Exercise details » Using the entries below, return word for word the lines from the one containing "Every instance of the butterfly wing" up to and including the last.

Stored records
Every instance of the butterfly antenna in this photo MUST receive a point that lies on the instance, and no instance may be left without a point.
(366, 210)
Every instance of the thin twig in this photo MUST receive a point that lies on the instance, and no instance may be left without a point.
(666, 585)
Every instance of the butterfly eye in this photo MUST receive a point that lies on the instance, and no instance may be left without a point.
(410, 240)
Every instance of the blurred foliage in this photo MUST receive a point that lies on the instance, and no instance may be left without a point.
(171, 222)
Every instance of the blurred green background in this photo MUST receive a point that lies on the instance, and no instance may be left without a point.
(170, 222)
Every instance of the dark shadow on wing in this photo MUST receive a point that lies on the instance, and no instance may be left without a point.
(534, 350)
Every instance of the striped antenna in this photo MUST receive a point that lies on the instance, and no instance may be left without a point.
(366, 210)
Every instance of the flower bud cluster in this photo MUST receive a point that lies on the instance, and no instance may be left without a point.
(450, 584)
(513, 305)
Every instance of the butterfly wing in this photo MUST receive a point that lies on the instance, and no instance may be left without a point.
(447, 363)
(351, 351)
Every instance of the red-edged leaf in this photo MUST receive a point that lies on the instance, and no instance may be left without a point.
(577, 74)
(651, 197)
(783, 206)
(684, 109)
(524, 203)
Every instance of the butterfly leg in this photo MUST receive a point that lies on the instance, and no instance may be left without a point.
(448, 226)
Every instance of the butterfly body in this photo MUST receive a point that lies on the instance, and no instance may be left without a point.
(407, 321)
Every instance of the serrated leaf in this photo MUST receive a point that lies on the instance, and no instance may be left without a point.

Exercise response »
Every instance of the butterfly wing in this photo MUST receive a point that lies on the instance, and no instance may be left without a point.
(447, 363)
(351, 351)
Every instance of the red-edged leaf in this photo MUST receive a point that lies on the instance, and no instance may be left without a point.
(577, 74)
(651, 197)
(783, 206)
(684, 109)
(524, 203)
Every instance of the butterfly leg in this photo MUST receive a point that lies on the instance, and no instance may be left without a point.
(448, 226)
Every instance of the butterfly body in this photo MUST receive a point that lies on the instance, and no instance may be left without a point.
(407, 321)
Every instance of the serrated leaf in this photo MUST receive a point that lies on the instance, and no instance may be left without a point.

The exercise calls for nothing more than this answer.